(Excerpts from point annotation data)
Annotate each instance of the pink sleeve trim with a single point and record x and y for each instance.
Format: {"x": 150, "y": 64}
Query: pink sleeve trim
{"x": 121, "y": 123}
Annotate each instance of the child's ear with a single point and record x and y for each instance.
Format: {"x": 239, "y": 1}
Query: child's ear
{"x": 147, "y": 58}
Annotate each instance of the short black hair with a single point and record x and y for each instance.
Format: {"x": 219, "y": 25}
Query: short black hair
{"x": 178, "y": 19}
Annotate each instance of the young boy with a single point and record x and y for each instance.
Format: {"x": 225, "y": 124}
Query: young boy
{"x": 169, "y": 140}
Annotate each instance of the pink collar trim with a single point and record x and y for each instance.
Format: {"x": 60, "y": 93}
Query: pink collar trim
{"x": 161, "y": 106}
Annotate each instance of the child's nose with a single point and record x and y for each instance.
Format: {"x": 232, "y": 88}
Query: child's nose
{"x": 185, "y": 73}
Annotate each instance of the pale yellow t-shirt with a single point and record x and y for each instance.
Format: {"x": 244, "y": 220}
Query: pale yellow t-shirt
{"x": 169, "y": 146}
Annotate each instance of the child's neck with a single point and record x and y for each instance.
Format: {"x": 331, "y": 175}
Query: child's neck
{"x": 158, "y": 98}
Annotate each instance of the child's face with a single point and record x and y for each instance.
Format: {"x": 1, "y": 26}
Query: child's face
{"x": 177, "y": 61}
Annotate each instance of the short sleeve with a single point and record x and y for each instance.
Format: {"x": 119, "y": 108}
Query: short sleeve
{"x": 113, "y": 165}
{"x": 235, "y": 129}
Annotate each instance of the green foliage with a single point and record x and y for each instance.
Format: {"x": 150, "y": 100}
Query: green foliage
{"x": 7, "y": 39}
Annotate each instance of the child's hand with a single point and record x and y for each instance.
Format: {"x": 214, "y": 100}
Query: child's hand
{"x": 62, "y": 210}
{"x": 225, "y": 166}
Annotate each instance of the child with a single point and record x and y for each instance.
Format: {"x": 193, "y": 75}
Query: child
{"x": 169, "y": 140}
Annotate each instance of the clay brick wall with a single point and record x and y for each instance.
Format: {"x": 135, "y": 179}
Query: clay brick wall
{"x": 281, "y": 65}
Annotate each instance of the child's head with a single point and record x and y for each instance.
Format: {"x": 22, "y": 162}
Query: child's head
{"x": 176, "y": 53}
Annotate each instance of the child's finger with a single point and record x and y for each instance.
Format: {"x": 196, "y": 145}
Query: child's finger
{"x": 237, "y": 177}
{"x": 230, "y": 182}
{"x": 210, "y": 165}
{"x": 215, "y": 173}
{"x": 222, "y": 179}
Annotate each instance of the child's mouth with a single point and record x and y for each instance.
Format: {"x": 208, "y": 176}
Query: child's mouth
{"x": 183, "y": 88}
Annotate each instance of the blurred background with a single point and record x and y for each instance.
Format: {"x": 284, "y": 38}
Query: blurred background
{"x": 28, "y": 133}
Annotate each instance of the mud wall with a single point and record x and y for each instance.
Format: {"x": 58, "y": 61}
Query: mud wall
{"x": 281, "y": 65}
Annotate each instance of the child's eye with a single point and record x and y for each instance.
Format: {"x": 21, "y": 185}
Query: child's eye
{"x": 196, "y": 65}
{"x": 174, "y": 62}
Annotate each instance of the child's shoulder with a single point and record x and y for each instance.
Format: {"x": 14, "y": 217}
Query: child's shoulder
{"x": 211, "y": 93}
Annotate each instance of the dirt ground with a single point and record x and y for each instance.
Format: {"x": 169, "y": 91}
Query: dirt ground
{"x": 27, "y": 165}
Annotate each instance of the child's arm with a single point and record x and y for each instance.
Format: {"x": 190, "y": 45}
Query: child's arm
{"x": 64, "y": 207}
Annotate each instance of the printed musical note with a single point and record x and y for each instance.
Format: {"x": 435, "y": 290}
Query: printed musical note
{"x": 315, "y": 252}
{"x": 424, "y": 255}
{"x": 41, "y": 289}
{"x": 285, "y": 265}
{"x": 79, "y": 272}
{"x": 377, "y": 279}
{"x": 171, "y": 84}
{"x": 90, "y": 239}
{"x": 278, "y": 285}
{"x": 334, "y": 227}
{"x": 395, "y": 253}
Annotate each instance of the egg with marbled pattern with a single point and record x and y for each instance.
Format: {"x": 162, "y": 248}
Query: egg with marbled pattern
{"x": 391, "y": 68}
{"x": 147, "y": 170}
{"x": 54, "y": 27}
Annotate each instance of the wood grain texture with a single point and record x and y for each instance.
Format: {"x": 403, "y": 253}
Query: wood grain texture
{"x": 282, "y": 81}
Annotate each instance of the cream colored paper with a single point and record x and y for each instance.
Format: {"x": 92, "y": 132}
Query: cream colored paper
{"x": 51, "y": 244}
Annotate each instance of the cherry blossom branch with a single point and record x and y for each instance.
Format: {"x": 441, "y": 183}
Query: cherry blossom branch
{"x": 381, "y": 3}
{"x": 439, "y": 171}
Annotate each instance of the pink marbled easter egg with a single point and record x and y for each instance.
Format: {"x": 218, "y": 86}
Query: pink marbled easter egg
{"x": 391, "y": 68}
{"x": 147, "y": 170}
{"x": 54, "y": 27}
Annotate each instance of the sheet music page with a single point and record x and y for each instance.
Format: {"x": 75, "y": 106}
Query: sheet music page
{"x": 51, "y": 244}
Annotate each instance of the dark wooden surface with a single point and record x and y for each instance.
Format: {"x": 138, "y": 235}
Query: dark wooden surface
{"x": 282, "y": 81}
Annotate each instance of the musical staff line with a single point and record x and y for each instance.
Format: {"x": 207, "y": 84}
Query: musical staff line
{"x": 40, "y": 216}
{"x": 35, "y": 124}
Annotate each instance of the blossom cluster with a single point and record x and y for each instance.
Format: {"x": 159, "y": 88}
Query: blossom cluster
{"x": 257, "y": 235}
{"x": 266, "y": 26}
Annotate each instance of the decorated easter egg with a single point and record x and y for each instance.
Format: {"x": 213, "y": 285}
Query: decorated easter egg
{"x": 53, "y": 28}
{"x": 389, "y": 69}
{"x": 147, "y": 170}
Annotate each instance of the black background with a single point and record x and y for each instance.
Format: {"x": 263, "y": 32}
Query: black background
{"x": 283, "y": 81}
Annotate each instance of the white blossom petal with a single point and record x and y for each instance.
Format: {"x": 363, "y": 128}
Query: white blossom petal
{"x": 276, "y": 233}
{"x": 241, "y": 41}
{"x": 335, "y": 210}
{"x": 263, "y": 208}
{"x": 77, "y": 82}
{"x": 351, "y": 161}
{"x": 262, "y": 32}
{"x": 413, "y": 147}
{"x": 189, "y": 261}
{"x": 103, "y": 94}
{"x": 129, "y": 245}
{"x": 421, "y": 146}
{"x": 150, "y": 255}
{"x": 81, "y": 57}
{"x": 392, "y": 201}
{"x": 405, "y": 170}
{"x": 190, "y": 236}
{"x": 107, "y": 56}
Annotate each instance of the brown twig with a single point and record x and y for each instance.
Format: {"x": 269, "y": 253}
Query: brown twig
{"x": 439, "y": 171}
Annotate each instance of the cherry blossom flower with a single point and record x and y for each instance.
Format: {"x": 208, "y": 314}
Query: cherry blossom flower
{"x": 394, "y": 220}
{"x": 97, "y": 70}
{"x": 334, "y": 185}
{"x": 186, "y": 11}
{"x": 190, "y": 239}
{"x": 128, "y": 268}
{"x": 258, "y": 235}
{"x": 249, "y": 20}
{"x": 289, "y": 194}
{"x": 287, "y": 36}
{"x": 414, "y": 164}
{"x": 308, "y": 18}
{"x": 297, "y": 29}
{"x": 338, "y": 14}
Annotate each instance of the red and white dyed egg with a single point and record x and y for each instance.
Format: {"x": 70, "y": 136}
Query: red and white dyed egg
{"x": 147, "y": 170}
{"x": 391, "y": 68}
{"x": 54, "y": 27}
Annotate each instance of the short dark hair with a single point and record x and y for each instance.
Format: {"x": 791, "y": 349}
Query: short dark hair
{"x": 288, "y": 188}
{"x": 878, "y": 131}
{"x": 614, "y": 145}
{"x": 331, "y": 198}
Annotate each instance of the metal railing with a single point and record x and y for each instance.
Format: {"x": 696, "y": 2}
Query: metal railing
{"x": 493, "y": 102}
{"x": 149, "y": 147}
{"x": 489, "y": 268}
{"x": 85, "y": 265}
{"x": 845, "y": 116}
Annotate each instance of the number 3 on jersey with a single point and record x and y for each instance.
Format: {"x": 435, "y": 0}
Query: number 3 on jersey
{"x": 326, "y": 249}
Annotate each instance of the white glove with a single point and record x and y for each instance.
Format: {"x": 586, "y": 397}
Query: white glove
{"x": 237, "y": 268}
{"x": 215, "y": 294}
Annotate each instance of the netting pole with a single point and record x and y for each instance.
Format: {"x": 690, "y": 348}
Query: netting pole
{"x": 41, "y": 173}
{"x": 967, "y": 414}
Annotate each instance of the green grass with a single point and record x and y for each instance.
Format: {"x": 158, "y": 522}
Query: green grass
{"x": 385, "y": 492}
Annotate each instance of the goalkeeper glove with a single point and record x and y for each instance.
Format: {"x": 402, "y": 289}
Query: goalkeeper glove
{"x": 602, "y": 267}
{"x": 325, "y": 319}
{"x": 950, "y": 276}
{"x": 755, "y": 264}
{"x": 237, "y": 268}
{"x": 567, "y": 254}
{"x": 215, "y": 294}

## Prompt
Leave out every line before the one containing "Annotate each instance of the number"; set down that line and all remaining lines of the material exactly.

## Result for this exercise
Annotate each instance of the number 3 on jersey with a single point and record x and y for each instance.
Format: {"x": 435, "y": 0}
Query: number 3 on jersey
{"x": 326, "y": 249}
Annotate each instance of the white glove with a single point and record x and y for each instance.
Format: {"x": 586, "y": 397}
Query: white glove
{"x": 237, "y": 268}
{"x": 215, "y": 294}
Annotate each instance of the netting pole with a single point and record x and y for each instance.
Format: {"x": 690, "y": 348}
Query: netting pole
{"x": 41, "y": 173}
{"x": 967, "y": 414}
Annotate each instance of the green grass with a single point and record x and y for each instance.
Format: {"x": 158, "y": 522}
Query: green grass
{"x": 385, "y": 492}
Annotate each instance of the goalkeeper glove with a single point and record x and y for each instance.
Format: {"x": 402, "y": 289}
Query: goalkeeper glove
{"x": 602, "y": 267}
{"x": 325, "y": 319}
{"x": 950, "y": 276}
{"x": 755, "y": 264}
{"x": 237, "y": 268}
{"x": 567, "y": 254}
{"x": 215, "y": 294}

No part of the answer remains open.